RAW DATA:
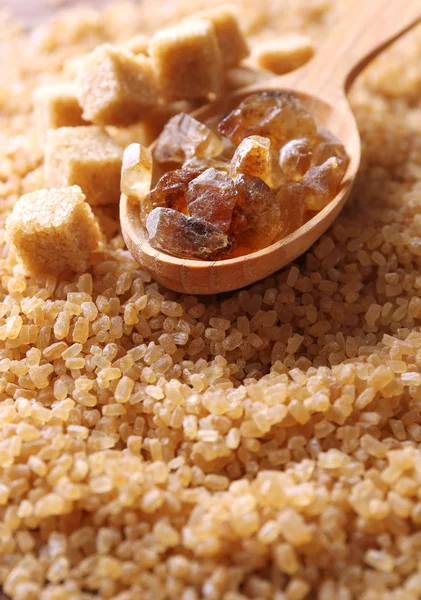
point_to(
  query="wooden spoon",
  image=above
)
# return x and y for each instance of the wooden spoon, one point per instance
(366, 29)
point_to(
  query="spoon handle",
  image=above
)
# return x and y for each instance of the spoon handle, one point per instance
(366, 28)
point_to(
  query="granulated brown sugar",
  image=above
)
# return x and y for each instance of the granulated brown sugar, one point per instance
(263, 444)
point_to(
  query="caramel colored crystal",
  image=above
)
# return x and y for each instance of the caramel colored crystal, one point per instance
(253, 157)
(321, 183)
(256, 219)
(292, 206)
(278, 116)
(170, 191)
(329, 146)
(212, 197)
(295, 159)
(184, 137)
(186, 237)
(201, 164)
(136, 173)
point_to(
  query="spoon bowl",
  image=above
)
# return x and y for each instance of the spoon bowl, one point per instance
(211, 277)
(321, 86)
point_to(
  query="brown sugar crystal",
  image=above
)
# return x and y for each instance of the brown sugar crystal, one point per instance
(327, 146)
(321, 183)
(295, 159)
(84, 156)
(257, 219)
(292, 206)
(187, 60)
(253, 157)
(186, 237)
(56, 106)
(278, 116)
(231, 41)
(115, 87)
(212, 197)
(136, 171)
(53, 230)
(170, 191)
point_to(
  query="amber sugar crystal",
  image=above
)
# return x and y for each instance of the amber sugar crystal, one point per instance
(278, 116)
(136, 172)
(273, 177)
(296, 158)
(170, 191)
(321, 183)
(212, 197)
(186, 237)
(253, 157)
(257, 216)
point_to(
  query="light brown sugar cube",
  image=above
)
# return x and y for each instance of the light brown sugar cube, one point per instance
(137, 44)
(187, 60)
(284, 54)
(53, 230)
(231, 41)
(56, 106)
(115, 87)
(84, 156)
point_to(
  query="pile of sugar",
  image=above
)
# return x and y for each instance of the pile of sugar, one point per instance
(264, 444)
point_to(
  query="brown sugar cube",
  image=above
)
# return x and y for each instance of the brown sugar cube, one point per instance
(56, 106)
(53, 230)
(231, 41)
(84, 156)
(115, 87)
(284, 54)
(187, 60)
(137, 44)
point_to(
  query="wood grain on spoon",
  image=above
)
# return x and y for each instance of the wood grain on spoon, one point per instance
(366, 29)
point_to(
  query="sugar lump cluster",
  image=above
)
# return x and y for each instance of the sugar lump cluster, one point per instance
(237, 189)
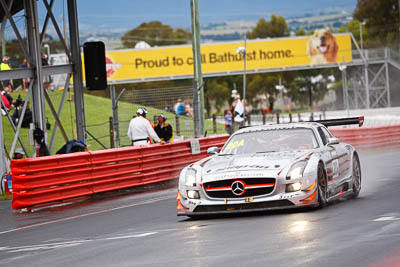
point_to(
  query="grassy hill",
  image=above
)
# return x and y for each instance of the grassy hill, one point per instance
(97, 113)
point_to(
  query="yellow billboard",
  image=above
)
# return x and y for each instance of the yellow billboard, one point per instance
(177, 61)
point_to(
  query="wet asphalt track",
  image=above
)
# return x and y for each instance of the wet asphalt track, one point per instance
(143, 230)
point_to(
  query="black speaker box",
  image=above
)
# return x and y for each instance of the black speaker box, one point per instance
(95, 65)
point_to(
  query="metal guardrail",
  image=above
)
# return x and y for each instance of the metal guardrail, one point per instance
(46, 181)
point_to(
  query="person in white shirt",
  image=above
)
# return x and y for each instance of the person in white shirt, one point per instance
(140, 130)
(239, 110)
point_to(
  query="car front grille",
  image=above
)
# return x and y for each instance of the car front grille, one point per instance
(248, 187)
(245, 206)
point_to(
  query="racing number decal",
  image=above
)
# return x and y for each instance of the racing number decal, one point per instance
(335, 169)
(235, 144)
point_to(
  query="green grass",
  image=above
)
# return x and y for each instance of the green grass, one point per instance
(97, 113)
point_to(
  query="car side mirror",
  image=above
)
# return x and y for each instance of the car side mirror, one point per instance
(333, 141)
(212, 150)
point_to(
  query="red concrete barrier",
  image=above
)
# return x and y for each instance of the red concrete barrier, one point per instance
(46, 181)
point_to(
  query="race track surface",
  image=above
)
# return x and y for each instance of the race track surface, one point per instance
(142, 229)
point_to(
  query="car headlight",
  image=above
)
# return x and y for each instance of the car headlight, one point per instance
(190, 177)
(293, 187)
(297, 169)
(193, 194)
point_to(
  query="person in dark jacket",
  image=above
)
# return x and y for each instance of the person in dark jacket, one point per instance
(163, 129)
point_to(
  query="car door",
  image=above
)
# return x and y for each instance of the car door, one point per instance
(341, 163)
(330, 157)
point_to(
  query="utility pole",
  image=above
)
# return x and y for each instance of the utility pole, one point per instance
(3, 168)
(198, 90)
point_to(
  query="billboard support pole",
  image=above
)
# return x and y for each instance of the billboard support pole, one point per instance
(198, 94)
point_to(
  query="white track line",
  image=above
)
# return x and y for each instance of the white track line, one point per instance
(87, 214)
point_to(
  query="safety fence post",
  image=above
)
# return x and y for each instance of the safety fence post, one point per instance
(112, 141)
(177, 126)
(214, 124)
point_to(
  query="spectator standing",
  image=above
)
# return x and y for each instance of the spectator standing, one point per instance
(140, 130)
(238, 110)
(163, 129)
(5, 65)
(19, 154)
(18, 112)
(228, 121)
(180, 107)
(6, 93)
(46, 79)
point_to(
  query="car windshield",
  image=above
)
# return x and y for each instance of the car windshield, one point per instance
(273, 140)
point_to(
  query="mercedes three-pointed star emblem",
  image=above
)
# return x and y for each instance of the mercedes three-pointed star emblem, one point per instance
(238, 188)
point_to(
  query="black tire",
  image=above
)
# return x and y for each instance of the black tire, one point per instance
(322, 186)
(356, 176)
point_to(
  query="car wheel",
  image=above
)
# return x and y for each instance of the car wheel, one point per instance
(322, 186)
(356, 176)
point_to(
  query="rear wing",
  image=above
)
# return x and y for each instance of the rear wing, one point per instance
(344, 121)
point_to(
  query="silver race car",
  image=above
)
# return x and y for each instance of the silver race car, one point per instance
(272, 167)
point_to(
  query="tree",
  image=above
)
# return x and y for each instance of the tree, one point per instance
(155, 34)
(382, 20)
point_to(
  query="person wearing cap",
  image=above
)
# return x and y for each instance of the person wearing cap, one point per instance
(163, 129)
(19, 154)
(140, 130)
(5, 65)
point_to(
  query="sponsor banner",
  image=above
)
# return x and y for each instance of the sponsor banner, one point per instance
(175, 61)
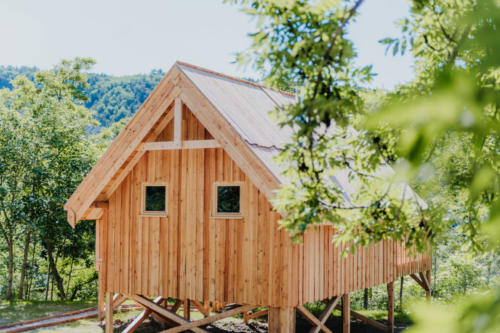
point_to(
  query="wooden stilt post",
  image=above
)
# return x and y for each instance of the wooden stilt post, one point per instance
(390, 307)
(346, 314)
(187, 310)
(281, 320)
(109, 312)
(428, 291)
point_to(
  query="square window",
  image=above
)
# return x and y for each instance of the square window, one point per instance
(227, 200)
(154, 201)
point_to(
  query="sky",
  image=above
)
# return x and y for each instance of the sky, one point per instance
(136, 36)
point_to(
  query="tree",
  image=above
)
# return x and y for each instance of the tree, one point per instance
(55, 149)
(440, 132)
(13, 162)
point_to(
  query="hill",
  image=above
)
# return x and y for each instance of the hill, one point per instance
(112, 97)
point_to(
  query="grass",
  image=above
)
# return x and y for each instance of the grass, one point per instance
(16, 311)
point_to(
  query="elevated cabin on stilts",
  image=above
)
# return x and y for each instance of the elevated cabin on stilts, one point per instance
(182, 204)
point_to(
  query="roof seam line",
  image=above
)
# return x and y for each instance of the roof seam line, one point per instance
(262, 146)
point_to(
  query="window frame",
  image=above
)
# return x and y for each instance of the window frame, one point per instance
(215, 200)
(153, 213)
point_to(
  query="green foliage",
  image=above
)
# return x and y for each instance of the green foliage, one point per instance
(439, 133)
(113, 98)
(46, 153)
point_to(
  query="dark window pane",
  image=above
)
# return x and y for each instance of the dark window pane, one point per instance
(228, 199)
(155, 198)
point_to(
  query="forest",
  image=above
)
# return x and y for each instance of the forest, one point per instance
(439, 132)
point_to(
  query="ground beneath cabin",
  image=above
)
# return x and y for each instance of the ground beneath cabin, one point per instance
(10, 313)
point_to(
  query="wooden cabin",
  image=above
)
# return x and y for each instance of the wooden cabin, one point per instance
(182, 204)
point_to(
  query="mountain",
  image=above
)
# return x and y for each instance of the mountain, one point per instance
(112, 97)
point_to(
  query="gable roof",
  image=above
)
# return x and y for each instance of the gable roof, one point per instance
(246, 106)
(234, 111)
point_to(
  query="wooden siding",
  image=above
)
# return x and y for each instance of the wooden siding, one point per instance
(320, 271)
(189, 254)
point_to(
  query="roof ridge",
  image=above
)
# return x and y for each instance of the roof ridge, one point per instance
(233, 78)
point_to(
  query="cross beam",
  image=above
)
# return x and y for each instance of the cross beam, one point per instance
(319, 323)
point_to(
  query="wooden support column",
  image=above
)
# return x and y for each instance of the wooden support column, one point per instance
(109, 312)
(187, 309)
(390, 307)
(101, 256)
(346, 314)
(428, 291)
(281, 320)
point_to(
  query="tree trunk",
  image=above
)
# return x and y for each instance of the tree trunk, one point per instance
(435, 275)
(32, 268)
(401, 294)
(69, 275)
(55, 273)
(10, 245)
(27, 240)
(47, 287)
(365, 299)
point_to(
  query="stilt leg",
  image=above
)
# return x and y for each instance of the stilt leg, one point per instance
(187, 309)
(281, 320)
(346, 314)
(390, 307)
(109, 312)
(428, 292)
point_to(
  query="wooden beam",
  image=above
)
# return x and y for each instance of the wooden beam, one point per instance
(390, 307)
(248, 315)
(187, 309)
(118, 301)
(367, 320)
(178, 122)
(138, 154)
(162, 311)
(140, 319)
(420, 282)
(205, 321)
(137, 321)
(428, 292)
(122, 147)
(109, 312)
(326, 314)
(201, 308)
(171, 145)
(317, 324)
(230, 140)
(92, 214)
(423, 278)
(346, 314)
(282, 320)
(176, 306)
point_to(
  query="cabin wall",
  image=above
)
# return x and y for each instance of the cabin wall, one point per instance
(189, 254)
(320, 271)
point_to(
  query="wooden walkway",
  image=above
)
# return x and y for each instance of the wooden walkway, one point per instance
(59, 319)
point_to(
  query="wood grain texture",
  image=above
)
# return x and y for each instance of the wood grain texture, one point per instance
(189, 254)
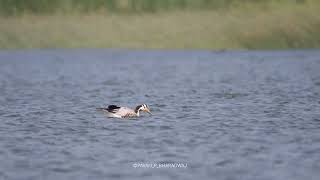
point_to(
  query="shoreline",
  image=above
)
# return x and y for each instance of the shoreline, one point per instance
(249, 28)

--

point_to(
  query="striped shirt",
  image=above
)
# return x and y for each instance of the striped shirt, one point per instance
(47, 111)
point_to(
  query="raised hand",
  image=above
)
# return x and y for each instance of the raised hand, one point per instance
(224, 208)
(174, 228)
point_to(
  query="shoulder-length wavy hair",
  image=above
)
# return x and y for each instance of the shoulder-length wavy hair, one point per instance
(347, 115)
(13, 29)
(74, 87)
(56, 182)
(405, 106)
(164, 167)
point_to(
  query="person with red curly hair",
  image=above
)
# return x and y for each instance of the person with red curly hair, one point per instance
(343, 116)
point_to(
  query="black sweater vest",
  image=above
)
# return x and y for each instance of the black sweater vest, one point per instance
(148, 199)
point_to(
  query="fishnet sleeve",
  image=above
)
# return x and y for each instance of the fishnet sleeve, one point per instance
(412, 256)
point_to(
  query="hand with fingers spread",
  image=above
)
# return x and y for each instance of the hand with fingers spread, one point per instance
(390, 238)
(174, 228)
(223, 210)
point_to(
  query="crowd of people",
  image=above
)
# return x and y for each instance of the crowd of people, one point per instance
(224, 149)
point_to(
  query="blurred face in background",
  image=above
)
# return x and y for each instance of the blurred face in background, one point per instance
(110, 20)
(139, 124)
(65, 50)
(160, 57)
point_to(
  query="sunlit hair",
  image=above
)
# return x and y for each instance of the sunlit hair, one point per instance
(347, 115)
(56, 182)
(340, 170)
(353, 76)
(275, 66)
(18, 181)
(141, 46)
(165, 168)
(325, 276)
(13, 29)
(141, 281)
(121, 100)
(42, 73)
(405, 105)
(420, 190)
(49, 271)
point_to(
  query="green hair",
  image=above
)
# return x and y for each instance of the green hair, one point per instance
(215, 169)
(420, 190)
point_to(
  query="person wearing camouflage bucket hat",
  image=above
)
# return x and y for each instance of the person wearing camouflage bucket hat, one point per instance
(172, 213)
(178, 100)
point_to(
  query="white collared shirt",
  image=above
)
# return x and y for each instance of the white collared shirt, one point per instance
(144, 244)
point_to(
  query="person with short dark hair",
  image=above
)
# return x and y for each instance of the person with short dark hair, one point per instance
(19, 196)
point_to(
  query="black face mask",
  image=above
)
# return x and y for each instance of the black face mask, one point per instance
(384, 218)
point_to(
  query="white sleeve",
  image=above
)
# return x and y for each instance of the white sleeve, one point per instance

==

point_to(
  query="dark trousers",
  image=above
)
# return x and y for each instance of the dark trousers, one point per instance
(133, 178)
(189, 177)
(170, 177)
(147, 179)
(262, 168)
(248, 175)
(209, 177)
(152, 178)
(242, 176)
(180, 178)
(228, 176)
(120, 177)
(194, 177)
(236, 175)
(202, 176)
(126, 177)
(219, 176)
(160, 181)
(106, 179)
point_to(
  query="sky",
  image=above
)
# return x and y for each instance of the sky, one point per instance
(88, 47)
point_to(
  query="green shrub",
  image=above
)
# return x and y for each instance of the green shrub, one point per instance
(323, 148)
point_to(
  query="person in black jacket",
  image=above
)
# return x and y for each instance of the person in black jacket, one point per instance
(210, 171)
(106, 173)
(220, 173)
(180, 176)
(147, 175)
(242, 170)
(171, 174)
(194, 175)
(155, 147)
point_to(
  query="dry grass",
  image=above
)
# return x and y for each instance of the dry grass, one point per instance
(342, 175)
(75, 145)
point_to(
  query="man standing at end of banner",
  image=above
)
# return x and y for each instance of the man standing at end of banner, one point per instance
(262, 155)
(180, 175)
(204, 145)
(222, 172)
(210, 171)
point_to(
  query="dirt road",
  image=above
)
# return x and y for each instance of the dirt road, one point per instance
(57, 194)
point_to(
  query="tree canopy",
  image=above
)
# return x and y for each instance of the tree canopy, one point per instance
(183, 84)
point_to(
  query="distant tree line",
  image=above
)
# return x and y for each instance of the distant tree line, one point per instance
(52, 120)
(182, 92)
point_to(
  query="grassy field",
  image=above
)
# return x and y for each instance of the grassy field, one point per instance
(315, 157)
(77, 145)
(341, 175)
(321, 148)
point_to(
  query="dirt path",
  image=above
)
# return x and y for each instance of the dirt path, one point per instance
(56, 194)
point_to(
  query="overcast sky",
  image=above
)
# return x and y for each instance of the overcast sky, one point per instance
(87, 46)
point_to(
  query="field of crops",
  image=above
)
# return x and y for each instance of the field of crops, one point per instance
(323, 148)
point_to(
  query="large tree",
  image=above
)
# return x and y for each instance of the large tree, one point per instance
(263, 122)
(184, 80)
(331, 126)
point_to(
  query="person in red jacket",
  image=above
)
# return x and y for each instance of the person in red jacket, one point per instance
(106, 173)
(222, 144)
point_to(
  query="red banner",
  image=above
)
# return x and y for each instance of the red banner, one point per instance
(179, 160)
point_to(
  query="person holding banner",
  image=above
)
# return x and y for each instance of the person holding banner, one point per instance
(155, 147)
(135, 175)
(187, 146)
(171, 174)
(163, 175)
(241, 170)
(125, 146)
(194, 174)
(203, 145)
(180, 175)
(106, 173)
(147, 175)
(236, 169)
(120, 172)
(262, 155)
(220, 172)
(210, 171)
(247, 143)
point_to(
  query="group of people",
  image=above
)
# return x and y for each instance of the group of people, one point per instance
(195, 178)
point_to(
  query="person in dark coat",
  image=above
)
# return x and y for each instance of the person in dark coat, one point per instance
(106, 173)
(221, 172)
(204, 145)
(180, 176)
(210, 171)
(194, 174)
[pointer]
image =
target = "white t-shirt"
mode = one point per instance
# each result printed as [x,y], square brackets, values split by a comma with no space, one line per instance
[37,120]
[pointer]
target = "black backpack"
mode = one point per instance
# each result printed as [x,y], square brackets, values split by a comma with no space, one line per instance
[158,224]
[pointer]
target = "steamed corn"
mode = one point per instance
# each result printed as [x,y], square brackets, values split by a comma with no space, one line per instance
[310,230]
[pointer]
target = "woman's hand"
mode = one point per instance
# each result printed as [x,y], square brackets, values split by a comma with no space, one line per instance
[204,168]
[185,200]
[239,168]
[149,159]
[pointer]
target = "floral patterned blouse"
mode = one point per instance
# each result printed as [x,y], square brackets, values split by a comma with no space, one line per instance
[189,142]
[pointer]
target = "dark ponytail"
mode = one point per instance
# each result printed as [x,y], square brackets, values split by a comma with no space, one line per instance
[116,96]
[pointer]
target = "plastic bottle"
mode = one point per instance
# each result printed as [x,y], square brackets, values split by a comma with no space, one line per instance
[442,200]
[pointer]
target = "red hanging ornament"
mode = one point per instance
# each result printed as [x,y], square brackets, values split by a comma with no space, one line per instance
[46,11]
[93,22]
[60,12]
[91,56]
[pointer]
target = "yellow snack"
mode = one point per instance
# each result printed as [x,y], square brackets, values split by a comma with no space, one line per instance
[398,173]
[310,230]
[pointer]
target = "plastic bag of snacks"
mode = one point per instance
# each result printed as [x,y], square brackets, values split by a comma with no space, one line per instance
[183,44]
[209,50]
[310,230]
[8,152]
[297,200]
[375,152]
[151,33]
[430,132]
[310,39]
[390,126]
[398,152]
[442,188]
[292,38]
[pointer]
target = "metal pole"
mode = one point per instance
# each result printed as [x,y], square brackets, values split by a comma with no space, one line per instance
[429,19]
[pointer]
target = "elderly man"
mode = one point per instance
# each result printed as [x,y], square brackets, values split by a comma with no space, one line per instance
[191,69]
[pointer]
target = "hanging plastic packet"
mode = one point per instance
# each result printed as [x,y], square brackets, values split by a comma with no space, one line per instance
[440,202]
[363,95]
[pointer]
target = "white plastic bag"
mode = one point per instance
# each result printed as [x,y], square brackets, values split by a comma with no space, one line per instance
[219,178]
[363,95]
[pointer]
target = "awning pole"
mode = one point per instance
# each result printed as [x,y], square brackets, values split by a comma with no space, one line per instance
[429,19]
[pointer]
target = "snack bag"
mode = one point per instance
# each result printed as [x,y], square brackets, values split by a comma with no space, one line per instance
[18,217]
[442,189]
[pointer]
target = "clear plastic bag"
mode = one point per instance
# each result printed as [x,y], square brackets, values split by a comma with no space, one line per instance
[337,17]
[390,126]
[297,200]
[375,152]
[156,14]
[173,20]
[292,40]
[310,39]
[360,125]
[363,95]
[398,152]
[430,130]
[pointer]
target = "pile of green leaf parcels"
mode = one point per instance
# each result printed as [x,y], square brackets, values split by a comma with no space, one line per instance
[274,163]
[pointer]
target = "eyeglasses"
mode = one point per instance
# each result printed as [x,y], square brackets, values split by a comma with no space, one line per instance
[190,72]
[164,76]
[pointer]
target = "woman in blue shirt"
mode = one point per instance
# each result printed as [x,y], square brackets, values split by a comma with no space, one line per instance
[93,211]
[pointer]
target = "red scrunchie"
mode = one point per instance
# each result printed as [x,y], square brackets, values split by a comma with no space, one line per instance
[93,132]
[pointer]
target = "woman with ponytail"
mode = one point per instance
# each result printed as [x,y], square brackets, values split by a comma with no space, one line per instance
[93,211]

WORK TASK: The answer must be a single number: the count of lines above that contain "plastic".

SOLUTION: 5